── Data to process
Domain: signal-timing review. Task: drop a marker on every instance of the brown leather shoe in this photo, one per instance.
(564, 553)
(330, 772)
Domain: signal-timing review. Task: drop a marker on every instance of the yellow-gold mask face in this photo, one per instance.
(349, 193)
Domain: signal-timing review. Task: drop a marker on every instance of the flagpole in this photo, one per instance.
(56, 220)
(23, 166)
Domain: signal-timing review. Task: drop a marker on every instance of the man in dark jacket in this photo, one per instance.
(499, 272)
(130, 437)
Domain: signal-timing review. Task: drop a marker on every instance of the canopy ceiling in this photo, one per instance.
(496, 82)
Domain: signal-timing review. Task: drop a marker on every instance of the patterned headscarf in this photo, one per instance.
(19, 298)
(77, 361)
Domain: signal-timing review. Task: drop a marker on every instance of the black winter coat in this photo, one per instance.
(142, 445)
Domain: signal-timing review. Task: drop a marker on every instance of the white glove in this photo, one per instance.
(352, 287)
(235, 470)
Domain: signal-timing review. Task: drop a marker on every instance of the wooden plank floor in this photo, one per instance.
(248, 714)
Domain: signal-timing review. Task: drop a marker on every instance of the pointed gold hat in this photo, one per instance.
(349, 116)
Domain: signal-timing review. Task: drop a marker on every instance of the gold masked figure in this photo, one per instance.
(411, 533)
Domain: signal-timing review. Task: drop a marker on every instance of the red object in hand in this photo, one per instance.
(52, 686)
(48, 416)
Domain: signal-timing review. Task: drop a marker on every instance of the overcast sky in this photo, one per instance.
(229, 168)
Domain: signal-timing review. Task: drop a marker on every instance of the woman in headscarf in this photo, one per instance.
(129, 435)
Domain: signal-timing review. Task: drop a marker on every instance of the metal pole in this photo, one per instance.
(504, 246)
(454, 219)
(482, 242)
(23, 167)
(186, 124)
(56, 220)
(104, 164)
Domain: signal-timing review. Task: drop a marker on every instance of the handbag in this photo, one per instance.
────
Written exercise
Give the rows above as a Markdown table with the columns No and Text: No numbers each row, and Text holds that row's line as it appears. Leave out any blank lines.

Exercise answer
| No | Text |
|---|---|
| 1 | Domain: signal-timing review. Task: drop a marker on every instance of the brown leather shoe in this photo, one per instance. |
| 2 | (564, 553) |
| 3 | (330, 772) |
| 4 | Domain: signal-timing review. Task: drop a marker on every instance of the yellow-gold mask face in this photo, one per instance. |
| 5 | (349, 193) |
| 6 | Domain: signal-timing review. Task: drop a marker on every instance of the flagpole in this photo, one per instance. |
| 7 | (56, 220) |
| 8 | (23, 166) |
| 9 | Domain: signal-timing review. Task: drop a marker on every instance of the man in dark jacket in this photo, one per instance. |
| 10 | (499, 272) |
| 11 | (130, 437) |
| 12 | Domain: signal-timing review. Task: drop a marker on every instance of the canopy ceiling in this photo, one per instance. |
| 13 | (496, 82) |
| 14 | Domain: signal-timing review. Task: drop a marker on every instance of the patterned headscarf in this photo, one per instance. |
| 15 | (19, 298) |
| 16 | (77, 361) |
| 17 | Domain: signal-timing review. Task: drop a marker on every instance of the black winter coat in this photo, one per instance. |
| 18 | (142, 445) |
| 19 | Domain: signal-timing review. Task: drop a marker on every instance of the white glove in this photo, one per instance. |
| 20 | (352, 287) |
| 21 | (235, 470) |
| 22 | Domain: signal-timing review. Task: drop a marker on every instance of the wooden plank floor in this photo, one per instance. |
| 23 | (248, 714) |
| 24 | Domain: signal-timing review. Task: drop a marker on every instance of the pointed gold hat in this photo, one per instance. |
| 25 | (349, 116) |
| 26 | Domain: signal-timing review. Task: drop a marker on every instance of the gold masked figure in this photo, one per instance. |
| 27 | (411, 533) |
| 28 | Domain: signal-timing review. Task: drop a marker on every instance of the red object in hand in this photo, one per instance. |
| 29 | (52, 686) |
| 30 | (48, 416) |
| 31 | Domain: signal-timing review. Task: drop a marker on every instance of the overcast sky in this photo, one per instance. |
| 32 | (229, 168) |
| 33 | Domain: signal-timing review. Task: drop a marker on every instance of the woman in headscarf in this photo, one per instance. |
| 34 | (129, 435) |
| 35 | Domain: signal-timing review. Task: drop a marker on every instance of the metal pole in this photo, one per instance. |
| 36 | (504, 246) |
| 37 | (454, 219) |
| 38 | (482, 242) |
| 39 | (23, 167) |
| 40 | (186, 124) |
| 41 | (56, 220) |
| 42 | (104, 164) |
| 43 | Domain: signal-timing review. Task: drop a marker on every instance of the handbag in this photo, one per instance. |